**REQUIRED ACTION**
Your job is to copy the lines from the material that include "below".

**THE RECORDS**

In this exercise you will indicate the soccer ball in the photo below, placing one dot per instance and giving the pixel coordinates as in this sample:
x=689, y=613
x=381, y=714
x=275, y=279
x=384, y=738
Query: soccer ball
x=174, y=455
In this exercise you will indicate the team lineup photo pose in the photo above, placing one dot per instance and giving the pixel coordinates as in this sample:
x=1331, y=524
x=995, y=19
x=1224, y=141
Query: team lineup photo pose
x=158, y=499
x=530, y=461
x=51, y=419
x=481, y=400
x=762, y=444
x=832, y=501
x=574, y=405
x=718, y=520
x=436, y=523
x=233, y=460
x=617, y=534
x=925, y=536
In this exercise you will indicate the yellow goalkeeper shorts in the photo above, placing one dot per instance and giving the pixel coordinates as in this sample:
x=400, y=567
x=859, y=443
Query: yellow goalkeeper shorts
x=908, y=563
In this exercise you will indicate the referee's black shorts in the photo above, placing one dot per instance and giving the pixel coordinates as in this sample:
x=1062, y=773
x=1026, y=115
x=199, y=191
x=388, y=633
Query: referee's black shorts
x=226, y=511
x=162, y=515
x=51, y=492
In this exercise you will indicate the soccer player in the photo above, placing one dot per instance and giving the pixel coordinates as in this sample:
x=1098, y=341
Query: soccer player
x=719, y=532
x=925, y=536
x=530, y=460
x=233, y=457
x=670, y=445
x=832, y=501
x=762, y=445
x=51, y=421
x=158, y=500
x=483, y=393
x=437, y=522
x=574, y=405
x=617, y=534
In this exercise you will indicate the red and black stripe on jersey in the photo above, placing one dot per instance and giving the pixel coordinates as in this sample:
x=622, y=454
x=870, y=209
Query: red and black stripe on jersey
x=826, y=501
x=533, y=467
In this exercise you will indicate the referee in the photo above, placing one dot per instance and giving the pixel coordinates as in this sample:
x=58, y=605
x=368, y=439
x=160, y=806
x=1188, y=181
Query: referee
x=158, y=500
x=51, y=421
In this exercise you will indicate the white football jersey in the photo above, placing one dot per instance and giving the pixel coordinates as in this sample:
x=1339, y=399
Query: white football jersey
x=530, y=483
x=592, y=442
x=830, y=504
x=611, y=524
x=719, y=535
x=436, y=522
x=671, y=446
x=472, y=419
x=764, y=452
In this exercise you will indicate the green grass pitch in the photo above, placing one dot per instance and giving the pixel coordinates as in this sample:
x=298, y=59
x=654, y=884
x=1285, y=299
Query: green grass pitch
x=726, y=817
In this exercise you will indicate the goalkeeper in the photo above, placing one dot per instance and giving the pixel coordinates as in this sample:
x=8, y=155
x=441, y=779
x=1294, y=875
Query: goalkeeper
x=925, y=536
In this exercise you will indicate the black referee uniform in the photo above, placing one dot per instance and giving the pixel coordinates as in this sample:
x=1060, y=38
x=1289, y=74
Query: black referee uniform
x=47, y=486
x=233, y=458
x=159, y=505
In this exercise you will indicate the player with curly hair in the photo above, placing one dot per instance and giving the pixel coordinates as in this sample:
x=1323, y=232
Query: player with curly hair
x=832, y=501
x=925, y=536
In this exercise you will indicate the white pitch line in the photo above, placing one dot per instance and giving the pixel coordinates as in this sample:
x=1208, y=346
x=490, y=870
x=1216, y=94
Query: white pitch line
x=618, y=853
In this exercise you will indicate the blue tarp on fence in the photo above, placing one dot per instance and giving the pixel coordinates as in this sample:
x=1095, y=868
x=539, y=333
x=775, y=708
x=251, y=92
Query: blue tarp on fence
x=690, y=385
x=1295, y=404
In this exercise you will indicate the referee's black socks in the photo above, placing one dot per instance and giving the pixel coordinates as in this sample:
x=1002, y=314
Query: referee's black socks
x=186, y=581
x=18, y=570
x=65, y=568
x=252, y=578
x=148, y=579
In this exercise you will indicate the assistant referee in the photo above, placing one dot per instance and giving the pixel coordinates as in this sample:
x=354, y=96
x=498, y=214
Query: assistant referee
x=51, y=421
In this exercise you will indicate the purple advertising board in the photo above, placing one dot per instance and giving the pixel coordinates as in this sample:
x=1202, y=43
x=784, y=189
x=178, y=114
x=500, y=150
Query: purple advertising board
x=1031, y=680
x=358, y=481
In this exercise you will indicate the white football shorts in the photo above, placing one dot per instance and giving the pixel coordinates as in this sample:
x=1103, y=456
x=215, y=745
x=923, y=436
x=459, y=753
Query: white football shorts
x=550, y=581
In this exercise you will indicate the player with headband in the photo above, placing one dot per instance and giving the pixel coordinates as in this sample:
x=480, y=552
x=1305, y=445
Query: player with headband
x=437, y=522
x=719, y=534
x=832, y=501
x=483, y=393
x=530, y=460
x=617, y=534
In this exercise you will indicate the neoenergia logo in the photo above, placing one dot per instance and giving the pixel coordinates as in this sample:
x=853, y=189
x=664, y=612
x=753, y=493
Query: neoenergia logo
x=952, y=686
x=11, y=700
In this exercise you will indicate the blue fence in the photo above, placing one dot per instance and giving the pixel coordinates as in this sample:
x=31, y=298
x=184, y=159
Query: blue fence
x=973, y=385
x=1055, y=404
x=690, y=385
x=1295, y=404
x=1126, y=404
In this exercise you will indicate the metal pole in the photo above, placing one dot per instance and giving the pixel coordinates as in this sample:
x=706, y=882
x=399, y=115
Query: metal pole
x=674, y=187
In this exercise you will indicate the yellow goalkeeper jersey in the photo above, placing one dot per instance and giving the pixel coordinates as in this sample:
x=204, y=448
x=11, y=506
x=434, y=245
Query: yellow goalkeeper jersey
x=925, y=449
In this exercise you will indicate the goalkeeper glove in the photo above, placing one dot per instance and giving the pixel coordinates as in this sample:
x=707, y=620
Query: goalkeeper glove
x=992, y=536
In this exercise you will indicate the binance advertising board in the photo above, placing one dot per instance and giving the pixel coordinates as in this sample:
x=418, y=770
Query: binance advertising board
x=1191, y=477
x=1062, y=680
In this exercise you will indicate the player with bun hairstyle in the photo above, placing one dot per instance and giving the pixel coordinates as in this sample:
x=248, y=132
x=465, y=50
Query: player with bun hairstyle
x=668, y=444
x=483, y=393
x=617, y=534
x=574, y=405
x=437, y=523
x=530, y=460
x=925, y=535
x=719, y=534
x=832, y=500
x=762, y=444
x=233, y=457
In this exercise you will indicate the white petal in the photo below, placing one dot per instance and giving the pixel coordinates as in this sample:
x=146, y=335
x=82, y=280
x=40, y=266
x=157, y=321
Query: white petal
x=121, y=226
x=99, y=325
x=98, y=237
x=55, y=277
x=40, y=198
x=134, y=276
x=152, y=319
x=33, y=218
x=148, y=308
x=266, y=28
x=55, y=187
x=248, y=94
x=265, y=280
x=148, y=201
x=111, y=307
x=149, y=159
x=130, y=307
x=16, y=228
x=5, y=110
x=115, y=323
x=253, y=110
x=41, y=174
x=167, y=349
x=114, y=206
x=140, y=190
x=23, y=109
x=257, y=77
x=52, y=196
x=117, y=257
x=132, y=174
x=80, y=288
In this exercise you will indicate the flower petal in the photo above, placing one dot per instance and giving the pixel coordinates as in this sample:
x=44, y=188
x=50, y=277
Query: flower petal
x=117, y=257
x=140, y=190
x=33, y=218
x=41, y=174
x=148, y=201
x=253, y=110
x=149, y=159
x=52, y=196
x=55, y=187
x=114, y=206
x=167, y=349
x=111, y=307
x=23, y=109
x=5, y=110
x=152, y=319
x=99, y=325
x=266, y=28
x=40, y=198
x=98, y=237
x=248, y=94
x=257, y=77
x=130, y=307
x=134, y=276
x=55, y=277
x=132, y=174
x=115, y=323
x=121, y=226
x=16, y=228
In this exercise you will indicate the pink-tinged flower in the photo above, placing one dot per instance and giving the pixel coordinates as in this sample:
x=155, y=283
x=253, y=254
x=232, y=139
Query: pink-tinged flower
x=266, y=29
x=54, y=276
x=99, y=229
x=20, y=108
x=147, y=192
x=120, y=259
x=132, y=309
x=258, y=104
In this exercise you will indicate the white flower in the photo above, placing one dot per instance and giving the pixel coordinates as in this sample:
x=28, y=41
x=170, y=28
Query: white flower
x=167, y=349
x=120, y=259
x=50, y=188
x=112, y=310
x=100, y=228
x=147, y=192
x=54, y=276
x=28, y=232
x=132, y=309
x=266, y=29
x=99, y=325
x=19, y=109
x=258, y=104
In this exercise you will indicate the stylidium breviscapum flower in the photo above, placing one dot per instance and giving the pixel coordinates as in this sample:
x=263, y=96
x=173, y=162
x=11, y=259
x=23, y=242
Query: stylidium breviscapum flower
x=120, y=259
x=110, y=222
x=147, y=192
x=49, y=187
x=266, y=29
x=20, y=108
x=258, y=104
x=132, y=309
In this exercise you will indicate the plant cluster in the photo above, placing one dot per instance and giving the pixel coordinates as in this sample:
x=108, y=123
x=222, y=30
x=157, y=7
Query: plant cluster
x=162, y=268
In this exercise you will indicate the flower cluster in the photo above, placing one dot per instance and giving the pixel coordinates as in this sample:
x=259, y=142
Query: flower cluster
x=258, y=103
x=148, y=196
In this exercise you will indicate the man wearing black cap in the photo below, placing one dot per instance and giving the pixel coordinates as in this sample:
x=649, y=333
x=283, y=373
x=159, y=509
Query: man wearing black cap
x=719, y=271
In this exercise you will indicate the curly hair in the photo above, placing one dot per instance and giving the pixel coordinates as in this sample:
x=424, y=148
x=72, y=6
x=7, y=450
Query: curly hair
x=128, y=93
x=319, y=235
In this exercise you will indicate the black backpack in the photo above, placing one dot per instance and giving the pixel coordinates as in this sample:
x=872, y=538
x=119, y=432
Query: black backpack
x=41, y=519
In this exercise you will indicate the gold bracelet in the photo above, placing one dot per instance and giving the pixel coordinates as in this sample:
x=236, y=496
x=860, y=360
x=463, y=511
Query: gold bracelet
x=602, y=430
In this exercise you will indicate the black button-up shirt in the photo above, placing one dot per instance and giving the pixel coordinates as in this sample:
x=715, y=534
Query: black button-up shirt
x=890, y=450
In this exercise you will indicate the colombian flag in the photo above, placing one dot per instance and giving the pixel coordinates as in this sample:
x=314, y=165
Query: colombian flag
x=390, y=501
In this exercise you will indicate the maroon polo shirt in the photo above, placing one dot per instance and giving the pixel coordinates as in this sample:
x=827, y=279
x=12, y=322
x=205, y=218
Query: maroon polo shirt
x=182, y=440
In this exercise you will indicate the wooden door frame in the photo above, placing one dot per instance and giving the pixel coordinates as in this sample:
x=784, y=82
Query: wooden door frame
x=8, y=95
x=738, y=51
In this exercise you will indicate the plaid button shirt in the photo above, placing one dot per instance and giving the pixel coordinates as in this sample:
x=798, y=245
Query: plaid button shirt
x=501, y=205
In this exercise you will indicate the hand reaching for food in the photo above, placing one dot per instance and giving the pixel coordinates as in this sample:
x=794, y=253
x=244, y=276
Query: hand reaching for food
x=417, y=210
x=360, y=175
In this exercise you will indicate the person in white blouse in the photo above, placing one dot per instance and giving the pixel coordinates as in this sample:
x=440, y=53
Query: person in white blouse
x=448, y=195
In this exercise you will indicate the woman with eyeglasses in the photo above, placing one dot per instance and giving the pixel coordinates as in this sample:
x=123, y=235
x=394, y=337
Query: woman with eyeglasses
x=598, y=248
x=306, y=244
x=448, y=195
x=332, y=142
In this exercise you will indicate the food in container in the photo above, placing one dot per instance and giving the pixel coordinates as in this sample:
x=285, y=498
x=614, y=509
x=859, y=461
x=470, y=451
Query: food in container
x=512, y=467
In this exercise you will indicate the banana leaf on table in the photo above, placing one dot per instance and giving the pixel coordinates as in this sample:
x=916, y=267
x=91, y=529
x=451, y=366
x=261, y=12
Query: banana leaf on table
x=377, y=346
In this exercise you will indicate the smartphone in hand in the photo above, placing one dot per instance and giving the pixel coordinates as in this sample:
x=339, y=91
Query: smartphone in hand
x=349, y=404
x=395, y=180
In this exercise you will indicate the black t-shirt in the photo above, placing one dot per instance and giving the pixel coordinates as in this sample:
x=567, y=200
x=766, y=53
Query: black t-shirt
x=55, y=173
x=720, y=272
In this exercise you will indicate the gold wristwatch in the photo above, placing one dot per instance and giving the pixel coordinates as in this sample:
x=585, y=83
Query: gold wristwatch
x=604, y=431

**TASK OUTPUT**
In this exercise you will indicate the soccer ball in the photo below, placing one dot per instance and giving the pixel coordinates as in this sample:
In this exercise you will indicate the white petal in the photo below, placing one dot per instance and giving the pixel coordinates as in this sample:
In this exercise you will indicate the man wearing black cap in the photo below, placing one dot per instance and giving the pixel coordinates as in this sample:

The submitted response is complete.